> Stated goal:
Without the pictures, output the records below word for word.
——————
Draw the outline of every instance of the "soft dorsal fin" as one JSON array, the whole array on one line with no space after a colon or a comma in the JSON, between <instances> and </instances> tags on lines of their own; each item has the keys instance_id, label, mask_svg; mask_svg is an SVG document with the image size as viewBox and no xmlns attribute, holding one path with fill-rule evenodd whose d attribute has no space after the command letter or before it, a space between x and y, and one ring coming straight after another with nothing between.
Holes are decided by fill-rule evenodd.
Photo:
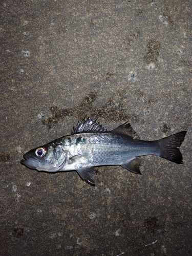
<instances>
[{"instance_id":1,"label":"soft dorsal fin","mask_svg":"<svg viewBox=\"0 0 192 256\"><path fill-rule=\"evenodd\" d=\"M119 125L110 131L111 133L117 133L118 134L122 134L127 136L131 137L134 139L138 139L136 133L133 129L130 123L126 122L125 123Z\"/></svg>"},{"instance_id":2,"label":"soft dorsal fin","mask_svg":"<svg viewBox=\"0 0 192 256\"><path fill-rule=\"evenodd\" d=\"M79 121L76 126L73 126L72 134L83 133L104 133L106 132L107 130L102 127L101 124L100 124L96 120L93 121L93 119L88 117L87 120L84 119L82 121Z\"/></svg>"}]
</instances>

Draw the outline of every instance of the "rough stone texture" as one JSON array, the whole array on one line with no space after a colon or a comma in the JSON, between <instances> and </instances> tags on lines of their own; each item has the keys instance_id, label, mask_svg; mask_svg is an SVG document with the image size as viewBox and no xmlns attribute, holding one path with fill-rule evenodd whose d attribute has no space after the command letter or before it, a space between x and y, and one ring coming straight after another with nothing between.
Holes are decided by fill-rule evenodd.
<instances>
[{"instance_id":1,"label":"rough stone texture","mask_svg":"<svg viewBox=\"0 0 192 256\"><path fill-rule=\"evenodd\" d=\"M0 5L1 255L192 255L191 2ZM184 164L98 167L94 188L20 164L88 116L149 140L187 130Z\"/></svg>"}]
</instances>

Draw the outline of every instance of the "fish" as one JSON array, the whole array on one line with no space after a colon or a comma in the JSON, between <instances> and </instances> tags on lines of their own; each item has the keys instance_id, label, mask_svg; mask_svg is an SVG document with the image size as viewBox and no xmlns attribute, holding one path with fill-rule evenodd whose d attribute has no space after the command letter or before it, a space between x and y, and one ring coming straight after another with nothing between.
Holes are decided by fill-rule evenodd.
<instances>
[{"instance_id":1,"label":"fish","mask_svg":"<svg viewBox=\"0 0 192 256\"><path fill-rule=\"evenodd\" d=\"M72 134L30 150L21 163L31 169L50 173L76 170L83 181L95 185L97 169L104 165L121 165L141 174L139 157L155 155L182 164L179 147L186 131L155 141L138 138L130 123L111 130L90 118L79 120Z\"/></svg>"}]
</instances>

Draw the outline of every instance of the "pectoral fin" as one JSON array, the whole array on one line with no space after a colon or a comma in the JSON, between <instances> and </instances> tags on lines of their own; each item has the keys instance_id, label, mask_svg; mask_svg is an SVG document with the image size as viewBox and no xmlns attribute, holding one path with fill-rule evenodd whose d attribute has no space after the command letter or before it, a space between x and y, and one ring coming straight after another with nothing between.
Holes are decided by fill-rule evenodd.
<instances>
[{"instance_id":1,"label":"pectoral fin","mask_svg":"<svg viewBox=\"0 0 192 256\"><path fill-rule=\"evenodd\" d=\"M94 186L95 184L95 179L96 171L96 169L93 167L78 169L77 170L77 173L83 180L84 180L88 183L93 186Z\"/></svg>"},{"instance_id":2,"label":"pectoral fin","mask_svg":"<svg viewBox=\"0 0 192 256\"><path fill-rule=\"evenodd\" d=\"M140 161L139 159L136 158L121 164L121 166L134 174L141 174L139 169L140 163Z\"/></svg>"}]
</instances>

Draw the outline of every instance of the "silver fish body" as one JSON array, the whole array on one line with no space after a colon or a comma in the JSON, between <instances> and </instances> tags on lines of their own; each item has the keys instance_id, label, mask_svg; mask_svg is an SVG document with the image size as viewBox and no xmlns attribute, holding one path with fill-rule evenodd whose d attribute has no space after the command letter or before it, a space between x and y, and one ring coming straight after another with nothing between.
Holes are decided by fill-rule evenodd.
<instances>
[{"instance_id":1,"label":"silver fish body","mask_svg":"<svg viewBox=\"0 0 192 256\"><path fill-rule=\"evenodd\" d=\"M21 163L32 169L49 172L76 170L81 178L95 184L94 166L121 165L140 174L138 157L155 155L182 163L179 147L185 131L154 141L134 139L135 132L125 123L108 132L88 118L74 126L72 134L32 150Z\"/></svg>"}]
</instances>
——————
> Written solution:
Draw the outline of every instance of the "soft dorsal fin" as one JSON array, the whole array on one line with no space after a colon or a comma in the JSON, between <instances> and </instances> tags on lines of their own; each item has the keys instance_id, label, mask_svg; mask_svg is an SVG document with the image size as viewBox and no xmlns attribute, holding one path with fill-rule evenodd whose d attribute has no space after the command letter or before it, a space between x and y, and one ring coming straight after another with nothing between.
Holes are decided by fill-rule evenodd.
Photo:
<instances>
[{"instance_id":1,"label":"soft dorsal fin","mask_svg":"<svg viewBox=\"0 0 192 256\"><path fill-rule=\"evenodd\" d=\"M119 125L110 131L111 133L117 133L118 134L122 134L127 136L131 137L134 139L138 139L136 133L133 129L130 123L126 122L125 123Z\"/></svg>"},{"instance_id":2,"label":"soft dorsal fin","mask_svg":"<svg viewBox=\"0 0 192 256\"><path fill-rule=\"evenodd\" d=\"M79 121L76 126L73 126L72 134L83 133L104 133L106 132L107 130L102 127L101 124L100 124L96 120L93 121L93 119L88 117L87 120L84 119L82 121Z\"/></svg>"}]
</instances>

Draw the outline of every instance of the "rough stone texture" as one JSON array, the whole array on one line with no space after a colon or a comma in the JSON, between <instances> and </instances> tags on lines of their own; each item has the keys instance_id, label, mask_svg; mask_svg is an SVG document with the image size as viewBox and no xmlns attribute, holding one path with fill-rule evenodd whose d attribute has no space after the command letter or before it, a space between x and y, and one ring coming straight after another with nothing between.
Holes are decided by fill-rule evenodd.
<instances>
[{"instance_id":1,"label":"rough stone texture","mask_svg":"<svg viewBox=\"0 0 192 256\"><path fill-rule=\"evenodd\" d=\"M0 5L1 255L192 255L191 2ZM184 164L98 167L94 188L20 164L88 116L149 140L187 130Z\"/></svg>"}]
</instances>

Draw the outline of every instance of the "fish" as one JSON array, the whole array on one line with no space after a colon or a comma in the JSON, between <instances> and </instances> tags on lines of their own; each item has the keys instance_id, label, mask_svg; mask_svg is an SVG document with the image size as viewBox and no xmlns attribute, holding one path with fill-rule evenodd whose d attribute has no space after the command letter or before it, a space between x and y, and one ring coming straight after another with nothing between.
Holes are decided by fill-rule evenodd.
<instances>
[{"instance_id":1,"label":"fish","mask_svg":"<svg viewBox=\"0 0 192 256\"><path fill-rule=\"evenodd\" d=\"M72 134L30 150L21 163L31 169L50 173L76 170L83 181L95 185L97 169L104 165L121 165L141 174L139 157L155 155L182 164L179 147L186 131L155 141L138 138L130 123L111 130L90 118L79 120Z\"/></svg>"}]
</instances>

Draw the outline of every instance of the "pectoral fin" as one JSON array, the whole array on one line with no space after a colon or a comma in the JSON, between <instances> and </instances> tags on lines of their own; each item has the keys instance_id, label, mask_svg; mask_svg is an SVG document with the image size as viewBox and no xmlns attribute, holding one path with fill-rule evenodd whose d attribute has no space after the command letter or before it, a space between x and y, and one ring coming straight after another with nothing between.
Holes are decided by fill-rule evenodd.
<instances>
[{"instance_id":1,"label":"pectoral fin","mask_svg":"<svg viewBox=\"0 0 192 256\"><path fill-rule=\"evenodd\" d=\"M94 186L95 184L95 179L96 171L96 169L93 167L78 169L77 170L77 173L83 180L84 180L88 183L93 186Z\"/></svg>"},{"instance_id":2,"label":"pectoral fin","mask_svg":"<svg viewBox=\"0 0 192 256\"><path fill-rule=\"evenodd\" d=\"M140 161L139 159L136 158L121 164L121 166L134 174L141 174L139 169L140 163Z\"/></svg>"}]
</instances>

Draw the outline of every instance of the "silver fish body" as one JSON array, the whole array on one line with no space after a colon or a comma in the JSON, between <instances> and </instances> tags on lines of their own; each item has the keys instance_id, label, mask_svg; mask_svg is an SVG document with the image size as viewBox and no xmlns attribute, holding one path with fill-rule evenodd whose d attribute has no space after the command letter or before it, a space between x and y, and one ring coming straight after another with nothing between.
Holes are decided by fill-rule evenodd.
<instances>
[{"instance_id":1,"label":"silver fish body","mask_svg":"<svg viewBox=\"0 0 192 256\"><path fill-rule=\"evenodd\" d=\"M21 163L32 169L49 172L76 170L81 178L95 184L94 166L121 165L140 174L138 157L155 155L182 163L179 147L185 131L154 141L134 139L135 132L125 123L108 132L88 118L74 126L72 134L32 150Z\"/></svg>"}]
</instances>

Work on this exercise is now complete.